[Saved entries]
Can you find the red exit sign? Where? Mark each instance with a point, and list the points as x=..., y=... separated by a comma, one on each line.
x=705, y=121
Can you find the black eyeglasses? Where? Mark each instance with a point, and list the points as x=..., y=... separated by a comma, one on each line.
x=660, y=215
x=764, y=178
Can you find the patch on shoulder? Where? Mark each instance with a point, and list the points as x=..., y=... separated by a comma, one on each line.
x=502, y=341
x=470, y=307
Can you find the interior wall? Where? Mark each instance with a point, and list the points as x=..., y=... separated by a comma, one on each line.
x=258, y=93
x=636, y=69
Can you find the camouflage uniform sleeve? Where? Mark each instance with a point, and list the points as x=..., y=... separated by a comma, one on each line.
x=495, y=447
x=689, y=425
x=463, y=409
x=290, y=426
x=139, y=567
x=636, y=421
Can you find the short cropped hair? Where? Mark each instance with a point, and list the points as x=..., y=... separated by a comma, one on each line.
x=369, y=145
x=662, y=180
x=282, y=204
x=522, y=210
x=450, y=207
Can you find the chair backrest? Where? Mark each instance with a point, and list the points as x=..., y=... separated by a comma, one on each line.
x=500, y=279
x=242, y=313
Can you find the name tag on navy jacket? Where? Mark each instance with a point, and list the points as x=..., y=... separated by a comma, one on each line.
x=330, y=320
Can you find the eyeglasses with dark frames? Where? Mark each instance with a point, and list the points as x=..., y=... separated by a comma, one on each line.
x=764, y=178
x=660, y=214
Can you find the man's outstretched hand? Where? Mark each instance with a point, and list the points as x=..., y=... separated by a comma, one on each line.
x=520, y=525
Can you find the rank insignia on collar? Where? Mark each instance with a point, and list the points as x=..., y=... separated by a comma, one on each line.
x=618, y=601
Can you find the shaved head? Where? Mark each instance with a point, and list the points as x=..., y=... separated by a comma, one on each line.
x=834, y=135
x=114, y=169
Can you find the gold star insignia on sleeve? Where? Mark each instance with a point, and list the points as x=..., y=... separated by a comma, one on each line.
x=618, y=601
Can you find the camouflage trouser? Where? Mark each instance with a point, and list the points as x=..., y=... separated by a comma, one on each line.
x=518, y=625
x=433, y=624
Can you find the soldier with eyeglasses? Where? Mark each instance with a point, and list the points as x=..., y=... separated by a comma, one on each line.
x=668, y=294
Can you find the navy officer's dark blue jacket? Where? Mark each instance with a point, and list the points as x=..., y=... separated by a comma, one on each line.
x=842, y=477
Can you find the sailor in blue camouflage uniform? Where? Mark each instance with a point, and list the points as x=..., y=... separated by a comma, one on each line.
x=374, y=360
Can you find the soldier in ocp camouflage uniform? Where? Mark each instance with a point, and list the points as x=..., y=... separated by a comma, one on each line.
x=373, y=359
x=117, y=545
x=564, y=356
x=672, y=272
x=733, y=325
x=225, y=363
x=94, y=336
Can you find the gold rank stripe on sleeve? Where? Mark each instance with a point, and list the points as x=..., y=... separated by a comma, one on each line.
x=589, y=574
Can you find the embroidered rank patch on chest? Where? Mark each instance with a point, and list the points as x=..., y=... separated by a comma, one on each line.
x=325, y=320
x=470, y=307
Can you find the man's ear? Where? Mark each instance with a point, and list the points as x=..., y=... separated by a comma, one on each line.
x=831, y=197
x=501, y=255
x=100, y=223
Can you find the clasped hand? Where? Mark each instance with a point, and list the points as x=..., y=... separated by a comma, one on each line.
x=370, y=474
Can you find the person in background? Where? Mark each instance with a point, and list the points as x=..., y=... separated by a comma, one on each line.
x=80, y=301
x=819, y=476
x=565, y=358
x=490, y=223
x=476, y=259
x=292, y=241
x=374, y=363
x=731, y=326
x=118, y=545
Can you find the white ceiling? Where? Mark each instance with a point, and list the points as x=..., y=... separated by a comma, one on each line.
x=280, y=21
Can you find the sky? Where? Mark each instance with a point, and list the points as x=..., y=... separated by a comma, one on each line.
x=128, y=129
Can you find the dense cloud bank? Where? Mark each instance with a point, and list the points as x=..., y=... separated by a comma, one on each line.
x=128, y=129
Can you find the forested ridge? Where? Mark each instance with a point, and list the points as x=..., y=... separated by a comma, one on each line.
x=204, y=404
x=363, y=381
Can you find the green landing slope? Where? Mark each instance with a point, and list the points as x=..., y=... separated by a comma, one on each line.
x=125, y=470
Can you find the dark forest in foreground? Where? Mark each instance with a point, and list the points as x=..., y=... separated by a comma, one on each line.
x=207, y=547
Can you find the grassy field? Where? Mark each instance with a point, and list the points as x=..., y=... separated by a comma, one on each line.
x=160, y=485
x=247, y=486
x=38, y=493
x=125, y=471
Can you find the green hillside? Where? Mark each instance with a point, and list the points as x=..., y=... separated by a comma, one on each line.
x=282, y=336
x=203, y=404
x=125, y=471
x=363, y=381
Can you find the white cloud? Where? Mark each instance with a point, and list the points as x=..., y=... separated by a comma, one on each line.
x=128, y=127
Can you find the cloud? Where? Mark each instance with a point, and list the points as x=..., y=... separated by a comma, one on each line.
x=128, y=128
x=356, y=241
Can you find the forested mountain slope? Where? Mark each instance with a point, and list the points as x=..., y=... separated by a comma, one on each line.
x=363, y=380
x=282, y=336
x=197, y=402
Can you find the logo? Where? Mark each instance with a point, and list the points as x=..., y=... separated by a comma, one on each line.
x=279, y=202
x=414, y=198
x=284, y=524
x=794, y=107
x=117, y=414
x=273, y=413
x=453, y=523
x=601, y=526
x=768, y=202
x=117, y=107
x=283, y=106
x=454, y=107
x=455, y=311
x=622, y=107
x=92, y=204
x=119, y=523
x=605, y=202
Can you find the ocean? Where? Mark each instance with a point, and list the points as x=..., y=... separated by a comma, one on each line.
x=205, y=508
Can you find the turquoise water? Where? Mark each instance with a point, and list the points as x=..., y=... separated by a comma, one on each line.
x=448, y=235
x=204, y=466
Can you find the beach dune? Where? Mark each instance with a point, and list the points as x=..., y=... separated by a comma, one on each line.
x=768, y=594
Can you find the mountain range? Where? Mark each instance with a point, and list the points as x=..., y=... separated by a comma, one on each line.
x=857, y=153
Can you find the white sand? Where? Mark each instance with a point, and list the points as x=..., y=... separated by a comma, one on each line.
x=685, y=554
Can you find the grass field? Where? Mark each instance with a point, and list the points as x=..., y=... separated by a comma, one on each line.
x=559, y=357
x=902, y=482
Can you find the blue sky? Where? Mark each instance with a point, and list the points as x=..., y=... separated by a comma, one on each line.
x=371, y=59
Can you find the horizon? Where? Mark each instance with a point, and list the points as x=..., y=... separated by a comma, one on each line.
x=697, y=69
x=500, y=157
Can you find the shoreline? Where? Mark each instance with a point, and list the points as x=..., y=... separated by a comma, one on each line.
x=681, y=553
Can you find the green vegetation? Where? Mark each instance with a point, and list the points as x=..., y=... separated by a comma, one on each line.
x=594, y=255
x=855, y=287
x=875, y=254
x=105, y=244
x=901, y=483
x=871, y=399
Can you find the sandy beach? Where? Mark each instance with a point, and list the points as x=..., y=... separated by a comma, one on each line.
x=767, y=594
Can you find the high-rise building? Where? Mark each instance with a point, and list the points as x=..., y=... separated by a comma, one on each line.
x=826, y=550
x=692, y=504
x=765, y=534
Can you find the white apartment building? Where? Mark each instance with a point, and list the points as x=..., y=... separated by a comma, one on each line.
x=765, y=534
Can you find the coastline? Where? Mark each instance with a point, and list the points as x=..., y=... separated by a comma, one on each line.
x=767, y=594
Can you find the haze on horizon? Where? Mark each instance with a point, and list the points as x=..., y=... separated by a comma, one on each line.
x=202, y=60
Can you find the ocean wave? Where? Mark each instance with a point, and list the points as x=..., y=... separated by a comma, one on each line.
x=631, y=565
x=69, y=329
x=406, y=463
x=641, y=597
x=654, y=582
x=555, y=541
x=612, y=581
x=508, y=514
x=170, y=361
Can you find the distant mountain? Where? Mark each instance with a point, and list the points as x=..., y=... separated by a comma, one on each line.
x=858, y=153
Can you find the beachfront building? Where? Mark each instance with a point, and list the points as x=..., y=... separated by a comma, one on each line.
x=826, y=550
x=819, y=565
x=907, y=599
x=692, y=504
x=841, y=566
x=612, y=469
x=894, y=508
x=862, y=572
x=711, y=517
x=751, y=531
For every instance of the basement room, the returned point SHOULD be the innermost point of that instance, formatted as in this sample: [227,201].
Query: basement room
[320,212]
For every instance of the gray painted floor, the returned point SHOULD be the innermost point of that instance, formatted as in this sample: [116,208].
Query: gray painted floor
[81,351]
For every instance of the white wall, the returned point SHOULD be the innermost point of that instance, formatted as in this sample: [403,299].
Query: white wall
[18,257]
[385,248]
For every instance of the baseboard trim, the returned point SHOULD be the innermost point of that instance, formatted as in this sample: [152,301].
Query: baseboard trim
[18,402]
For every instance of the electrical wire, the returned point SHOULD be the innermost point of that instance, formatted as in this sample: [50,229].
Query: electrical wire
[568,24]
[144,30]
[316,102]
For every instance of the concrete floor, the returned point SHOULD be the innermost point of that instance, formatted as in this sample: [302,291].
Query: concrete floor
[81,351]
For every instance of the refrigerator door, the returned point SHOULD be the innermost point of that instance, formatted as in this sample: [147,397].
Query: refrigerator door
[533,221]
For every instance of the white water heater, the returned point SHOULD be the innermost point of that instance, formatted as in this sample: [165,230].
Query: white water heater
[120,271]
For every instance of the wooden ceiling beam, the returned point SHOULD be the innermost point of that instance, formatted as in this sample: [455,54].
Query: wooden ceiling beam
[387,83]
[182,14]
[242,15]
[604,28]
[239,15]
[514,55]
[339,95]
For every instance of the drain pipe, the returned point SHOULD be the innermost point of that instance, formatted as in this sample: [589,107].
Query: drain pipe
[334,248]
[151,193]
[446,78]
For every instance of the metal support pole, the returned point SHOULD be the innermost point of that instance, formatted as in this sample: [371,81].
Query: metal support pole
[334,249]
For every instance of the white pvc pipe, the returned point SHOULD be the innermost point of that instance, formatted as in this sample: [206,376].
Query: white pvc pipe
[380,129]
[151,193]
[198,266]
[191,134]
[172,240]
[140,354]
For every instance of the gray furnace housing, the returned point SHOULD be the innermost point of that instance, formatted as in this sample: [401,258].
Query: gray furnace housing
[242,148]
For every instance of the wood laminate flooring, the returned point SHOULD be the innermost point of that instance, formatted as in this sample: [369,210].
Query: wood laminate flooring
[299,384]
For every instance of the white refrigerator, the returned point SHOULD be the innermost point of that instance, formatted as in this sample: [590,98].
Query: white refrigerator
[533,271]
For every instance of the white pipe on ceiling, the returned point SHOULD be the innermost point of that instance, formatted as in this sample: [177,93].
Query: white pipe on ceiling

◆ Task objective
In the records above, the line with "For every instance of the gray furnace" marks the start and the line with "For every instance of the wood laminate" marks the end; copy that stretch exactly, both lines included, and nothing else.

◆ Response area
For every instance of the gray furnace housing, the returned point SHOULD be the innermost point of that instance, formatted as in this sample: [401,258].
Query: gray furnace housing
[242,148]
For every instance of the wood laminate flooring, the returned point SHOULD be the innermost point of that instance, formatted as in this sample: [369,210].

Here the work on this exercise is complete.